──────── DATASET ENTRIES

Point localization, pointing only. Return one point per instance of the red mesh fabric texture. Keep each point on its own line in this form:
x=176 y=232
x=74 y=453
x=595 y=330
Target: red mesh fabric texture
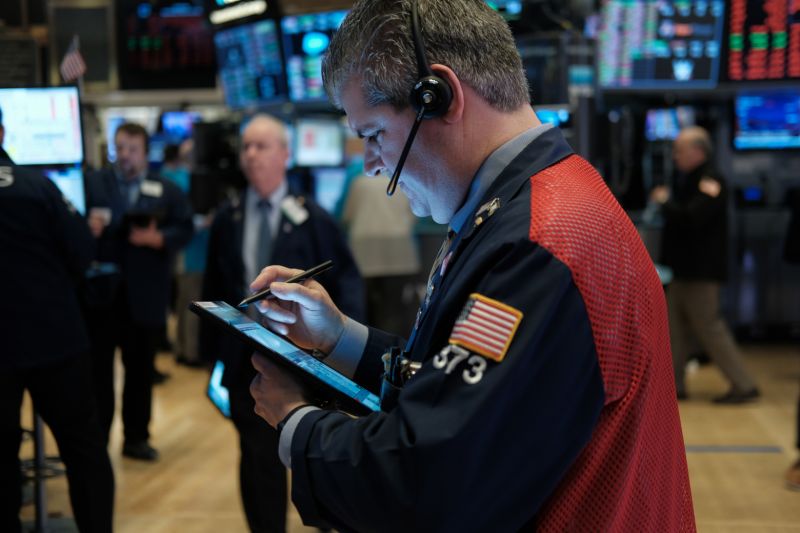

────────────────

**YOUR TASK**
For the word "mesh", count the lines of the records that contain it and give only the number.

**COMPLETED TASK**
2